Why would you put your money in the bank in an account that will pay you 2 to 3% when you can buy the stock in that bank and earn anywheres from 5 - 7% yield on their dividend. Any of Canada’s major banks offer very decent dividend payments. Canadian chartered banks are as stable as it can get. If they go broke this country is in a whole lot of hurt and the only place there is to have money safer than them is maybe Gold.
Yes but if you look at returns from those stocks, most have lost value over the last several years, more than what you would get for the div payments. Altho now would be a decent time to buy them after the massive drop they've had.
 
Yes but if you look at returns from those stocks, most have lost value over the last several years, more than what you would get for the div payments. Altho now would be a decent time to buy them after the massive drop they've had.

Actually no. You look at the 5 years even 10 year average on the majors and they are pretty sold other than the last month but that’s just the game. You have to be able to ride this out.
 
We’re talking Canadian banks that have an oligopoly. Some Americans banks crashed after the 2008 collapsed and never recovered.
 
Why would you put your money in the bank in an account that will pay you 2 to 3% when you can buy the stock in that bank and earn anywheres from 5 - 7% yield on their dividend. Any of Canada’s major banks offer very decent dividend payments. Canadian chartered banks are as stable as it can get. If they go broke this country is in a whole lot of hurt and the only place there is to have money safer than them is maybe Gold.

I pulled my money after the first drop and am waiting to buy back in. I know you cant time the market, but I dont think its done falling yet. I dont feel the need to pick the exact bottom, but at this point I think I am about a month away from re entery. Money might as well do something in the mean time.
 
Tomorrow is shaping up lumpy yet again. All this liquidity being pumped into the markets in NA and Europe, it's going to be interesting to see where the bottom is at. I bet there are stats that show a pattern of how much further markets sell off after these sort of injections. It's going to take some time for the ripple effect to diminish .
 
We haven’t felt the effects of the virus yet. Things are just getting started. We won’t know impacts to the markets for weeks/months. It’s all so unpredictable right now. Markets want metrics, policies and strong Leaders. We have some new policies, but, lack the other 2. Fear of the unknown. Things will get worse before they get better. Just my sense. We’ll come back though.
 
Waiting for a follow through day but that's not today or tomorrow, either.
 
Why would you put your money in the bank in an account that will pay you 2 to 3% when you can buy the stock in that bank and earn anywheres from 5 - 7% yield on their dividend. ...

▶ _Source information_

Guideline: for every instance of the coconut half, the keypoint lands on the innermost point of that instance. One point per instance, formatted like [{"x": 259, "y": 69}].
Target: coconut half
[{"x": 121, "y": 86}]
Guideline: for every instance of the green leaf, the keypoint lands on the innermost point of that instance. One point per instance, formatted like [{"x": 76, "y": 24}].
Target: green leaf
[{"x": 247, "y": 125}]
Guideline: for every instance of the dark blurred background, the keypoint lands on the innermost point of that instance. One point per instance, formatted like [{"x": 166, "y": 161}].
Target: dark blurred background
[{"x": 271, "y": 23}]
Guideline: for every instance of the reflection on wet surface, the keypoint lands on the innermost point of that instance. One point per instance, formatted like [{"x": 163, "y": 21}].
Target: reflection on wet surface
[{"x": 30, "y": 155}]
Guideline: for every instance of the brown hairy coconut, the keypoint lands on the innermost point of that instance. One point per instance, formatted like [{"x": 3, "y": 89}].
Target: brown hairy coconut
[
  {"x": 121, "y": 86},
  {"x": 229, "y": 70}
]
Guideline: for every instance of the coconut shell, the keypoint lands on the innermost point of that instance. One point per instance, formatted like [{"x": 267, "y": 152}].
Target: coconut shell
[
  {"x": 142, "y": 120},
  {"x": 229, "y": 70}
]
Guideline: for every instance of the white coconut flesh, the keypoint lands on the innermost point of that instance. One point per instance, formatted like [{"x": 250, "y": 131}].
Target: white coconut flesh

▶ _Exercise requirements_
1 – In the bank-stock thread, why does the first poster prefer buying a bank's stock to putting money in an account at that bank? Answer in one to three sentences.
2 – Name every thing that, according to the bank-stock thread, markets want.
3 – Write out everything in the bank-stock thread from "Actually no. You" down to "ride this out.".

▶ _Responses to the tasks_
1 – An account at the bank pays only 2 to 3%, while the bank's stock can earn a dividend yield of 5 to 7%. The poster also holds that Canadian chartered banks are as stable as it can get.

2 – Metrics, policies, and strong leaders.

3 –
Actually no. You look at the 5 years even 10 year average on the majors and they are pretty sold other than the last month but that’s just the game. You have to be able to ride this out.